Stated task: Repeat all of the entries below word for word, leaving out the pictures.

Record list:
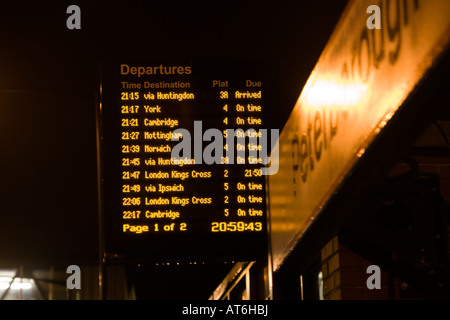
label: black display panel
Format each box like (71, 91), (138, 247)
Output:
(100, 60), (269, 262)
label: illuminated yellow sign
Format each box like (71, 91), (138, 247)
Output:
(268, 0), (450, 270)
(102, 61), (267, 261)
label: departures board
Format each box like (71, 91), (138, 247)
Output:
(99, 60), (270, 263)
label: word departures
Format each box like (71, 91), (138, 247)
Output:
(102, 61), (270, 260)
(181, 304), (269, 318)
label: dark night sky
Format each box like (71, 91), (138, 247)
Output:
(0, 0), (347, 300)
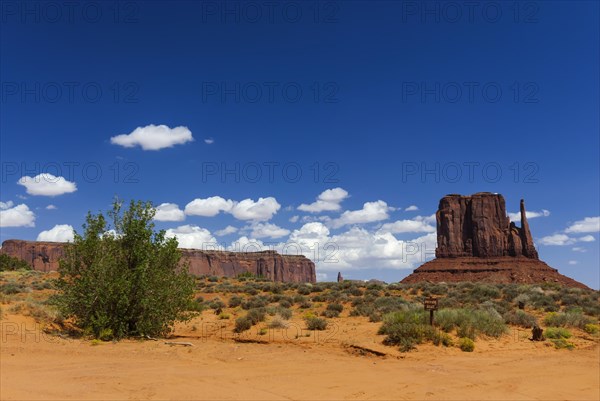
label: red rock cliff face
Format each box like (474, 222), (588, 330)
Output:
(0, 240), (316, 283)
(436, 192), (538, 259)
(402, 192), (588, 288)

Worked solution:
label: black display panel
Format each box like (71, 91), (138, 247)
Output:
(100, 60), (269, 262)
label: illuminated yellow sign
Format each box like (71, 91), (138, 247)
Output:
(268, 0), (450, 270)
(102, 61), (267, 261)
label: departures board
Format each box like (71, 91), (138, 247)
Output:
(99, 60), (270, 263)
label: word departures
Format each box like (71, 91), (138, 247)
Output:
(102, 61), (270, 260)
(181, 304), (269, 318)
label: dark night sky
Format each box like (71, 91), (138, 247)
Output:
(0, 0), (347, 300)
label: red rock cliff face
Format each box like (474, 222), (588, 330)
Output:
(0, 240), (316, 283)
(436, 192), (538, 259)
(402, 192), (588, 288)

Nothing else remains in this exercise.